Instructions to follow:
Provide an exact reproduction of every entry.

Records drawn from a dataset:
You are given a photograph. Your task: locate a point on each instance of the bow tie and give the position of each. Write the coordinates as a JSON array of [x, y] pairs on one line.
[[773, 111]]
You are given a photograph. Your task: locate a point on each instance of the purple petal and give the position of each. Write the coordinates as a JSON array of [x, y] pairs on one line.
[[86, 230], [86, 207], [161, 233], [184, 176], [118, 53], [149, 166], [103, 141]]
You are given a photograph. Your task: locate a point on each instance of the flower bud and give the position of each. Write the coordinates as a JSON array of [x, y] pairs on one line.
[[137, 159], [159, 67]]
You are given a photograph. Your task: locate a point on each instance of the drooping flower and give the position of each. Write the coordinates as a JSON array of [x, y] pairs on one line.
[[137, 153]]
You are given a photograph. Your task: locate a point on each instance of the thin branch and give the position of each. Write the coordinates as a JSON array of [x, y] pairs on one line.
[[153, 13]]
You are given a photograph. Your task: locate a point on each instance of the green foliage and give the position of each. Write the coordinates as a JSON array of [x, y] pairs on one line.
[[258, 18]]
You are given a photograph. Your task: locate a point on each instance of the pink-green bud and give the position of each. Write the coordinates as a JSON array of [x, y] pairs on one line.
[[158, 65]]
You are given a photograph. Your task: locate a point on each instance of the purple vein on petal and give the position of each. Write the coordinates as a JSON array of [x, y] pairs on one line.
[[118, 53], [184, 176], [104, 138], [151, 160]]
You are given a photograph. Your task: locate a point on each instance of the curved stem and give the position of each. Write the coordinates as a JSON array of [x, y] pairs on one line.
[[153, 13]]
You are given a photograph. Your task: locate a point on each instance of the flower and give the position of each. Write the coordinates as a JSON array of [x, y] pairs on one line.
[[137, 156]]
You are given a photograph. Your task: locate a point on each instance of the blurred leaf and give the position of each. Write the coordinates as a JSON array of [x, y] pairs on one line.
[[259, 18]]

Completed task:
You are given a photograph. Your task: locate a point on each instance of the bow tie and give the position of each. Write the coordinates as a JSON array of [x, y] pairs on one line.
[[773, 111]]
You are given a photograph. Your task: locate a point on each instance of the purple petal and give the position of each. Write the coordinates as a JSON array of [x, y] pairs on one line.
[[86, 230], [86, 207], [161, 233], [184, 176], [118, 53], [149, 166], [103, 141]]
You are given a photograph. Your task: locate a point on each instance of the flower bud and give the position of each. Write the coordinates as a JSON array of [x, y] pairs on one line.
[[137, 159], [159, 67]]
You are given a photograph. Your task: locate a point on each instance of the drooping flower and give the position of each. Write the coordinates as a JSON array of [x, y] pairs on one line.
[[137, 153]]
You are given a photograph. Your task: locate a point on each instance of the thin branch and give the position of each. Write the coordinates as a JSON array of [x, y] pairs on one line.
[[153, 13]]
You are given a photograph. Your task: locate a point on each instance of the green foliage and give the position of each. Write the coordinates as a JSON array of [x, y] pairs on one line.
[[258, 18]]
You are given a photograph. Your task: locate a point on each instance of the pink-green bud and give the position of each. Write the coordinates as a JSON array of [x, y] pairs on one line.
[[158, 65]]
You are given a photograph. Your task: locate a point on each instance of the purple vein on petal and give the position of each. Write the coordinates as a JSON array of [x, y] pairs on one line.
[[118, 53], [184, 176], [104, 138], [151, 160]]
You are given a photograph. Your task: locate a point on each instance of the curved stem and give the position of each. Write the coordinates as a JSON array of [x, y] pairs on one line.
[[153, 13]]
You are given a photograph. Your task: locate a point on each instance of the flower and give the position of each. Write the coordinates as a JSON array of [x, y] pairs on one line.
[[137, 156]]
You are given a photograph. Your task: locate a point on each instance of the blurred leaf and give the position of each. Write the coordinates as a JSON array of [x, y] pairs on one line.
[[259, 18]]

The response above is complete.